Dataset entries
□ □ □
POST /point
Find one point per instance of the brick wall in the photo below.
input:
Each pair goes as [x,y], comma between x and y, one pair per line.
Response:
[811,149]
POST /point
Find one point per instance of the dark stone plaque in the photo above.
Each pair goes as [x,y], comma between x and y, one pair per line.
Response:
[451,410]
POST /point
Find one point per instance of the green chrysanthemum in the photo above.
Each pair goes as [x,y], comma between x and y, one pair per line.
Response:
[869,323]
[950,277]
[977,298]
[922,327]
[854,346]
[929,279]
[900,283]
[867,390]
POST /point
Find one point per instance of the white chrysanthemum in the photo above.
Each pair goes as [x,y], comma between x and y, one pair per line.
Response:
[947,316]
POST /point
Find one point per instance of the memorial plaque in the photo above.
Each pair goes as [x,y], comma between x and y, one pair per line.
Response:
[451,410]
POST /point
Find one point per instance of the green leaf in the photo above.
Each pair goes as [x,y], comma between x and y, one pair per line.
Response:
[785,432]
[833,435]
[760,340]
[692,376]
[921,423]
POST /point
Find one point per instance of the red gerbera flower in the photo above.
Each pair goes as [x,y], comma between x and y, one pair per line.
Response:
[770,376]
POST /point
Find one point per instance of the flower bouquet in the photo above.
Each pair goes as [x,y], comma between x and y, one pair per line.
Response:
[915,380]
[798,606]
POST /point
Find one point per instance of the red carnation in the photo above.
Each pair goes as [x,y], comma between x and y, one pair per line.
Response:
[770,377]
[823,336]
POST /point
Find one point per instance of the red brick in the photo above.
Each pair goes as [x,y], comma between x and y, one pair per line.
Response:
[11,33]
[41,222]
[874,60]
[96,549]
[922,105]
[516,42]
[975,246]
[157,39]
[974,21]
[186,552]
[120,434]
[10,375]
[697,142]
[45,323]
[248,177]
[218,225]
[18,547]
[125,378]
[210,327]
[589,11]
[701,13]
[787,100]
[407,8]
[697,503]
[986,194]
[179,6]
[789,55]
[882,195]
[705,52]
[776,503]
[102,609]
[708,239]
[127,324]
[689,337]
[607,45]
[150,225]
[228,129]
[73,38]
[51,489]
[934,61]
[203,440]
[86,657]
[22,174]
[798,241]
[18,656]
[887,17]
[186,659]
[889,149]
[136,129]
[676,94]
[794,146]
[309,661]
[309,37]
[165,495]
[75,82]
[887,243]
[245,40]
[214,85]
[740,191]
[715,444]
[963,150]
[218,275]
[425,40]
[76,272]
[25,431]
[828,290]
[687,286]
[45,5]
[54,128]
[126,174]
□ □ □
AIM OF THE TASK:
Reproduce the listing in full. Keep it exactly as written.

RESPONSE TO THIS EXERCISE:
POST /point
Find one point per instance of the brick wall in the photo below.
input:
Each pair goes as [x,y], comma between x and y, one pair per line.
Response:
[811,149]
POST /point
Find one point per instance of the dark stone plaque in the photo above.
Each pair goes as [x,y], comma between x and y, one pair per line.
Response:
[451,410]
POST /point
Find one point per instance of the green chrysanthemum in the photo above.
Each pair goes as [x,y], comma between x and y, one pair per line.
Response:
[869,323]
[950,277]
[977,298]
[922,327]
[854,346]
[929,279]
[900,283]
[867,390]
POST /point
Find one point per instance of the white chrysanthemum in the photo above.
Each pair goes as [x,y], comma between x and y, one pair per line.
Response:
[947,316]
POST /point
Find one point per instance of the memorial plaque in the photo above.
Each pair goes as [x,y], comma between x and y, one pair per line.
Response:
[451,410]
POST /point
Find one point per instance of the green leaf in the photo above.
Each pair goes as [x,y], comma between x and y, one pair per line.
Response:
[785,432]
[833,435]
[760,340]
[692,376]
[921,423]
POST /point
Find one point per instance of the red gerbera flower in the photo above.
Each pair goes as [x,y], comma between x and y, one pair per line.
Response:
[770,376]
POST /point
Find one point per instance of the flower bouquet in the photo above.
Each pair goes as [x,y], comma between x and y, one pair per line.
Response:
[915,380]
[798,606]
POST /point
Find one point per instance of the red carnation in the photo above.
Each pair goes as [x,y], comma between x and y, one pair per line.
Response:
[770,377]
[823,336]
POST /point
Find one point per instance of the red brick in the photo above.
Each pair goes as [x,y], comma between x and y, one pair per line.
Response:
[11,33]
[41,222]
[874,60]
[96,549]
[922,105]
[516,42]
[975,246]
[157,39]
[974,21]
[186,552]
[120,434]
[10,375]
[697,142]
[45,323]
[248,177]
[218,225]
[18,547]
[125,378]
[210,327]
[589,11]
[701,13]
[787,100]
[407,8]
[697,503]
[986,194]
[179,6]
[789,55]
[882,195]
[705,52]
[776,503]
[102,609]
[708,239]
[127,324]
[689,337]
[607,45]
[150,225]
[228,129]
[73,38]
[51,489]
[934,61]
[203,440]
[86,657]
[22,174]
[798,241]
[18,656]
[887,17]
[186,659]
[889,149]
[136,129]
[676,94]
[794,146]
[309,661]
[309,37]
[165,495]
[75,82]
[887,243]
[245,40]
[214,85]
[740,191]
[715,444]
[963,150]
[218,275]
[425,40]
[76,272]
[25,431]
[828,290]
[687,286]
[45,5]
[54,128]
[126,174]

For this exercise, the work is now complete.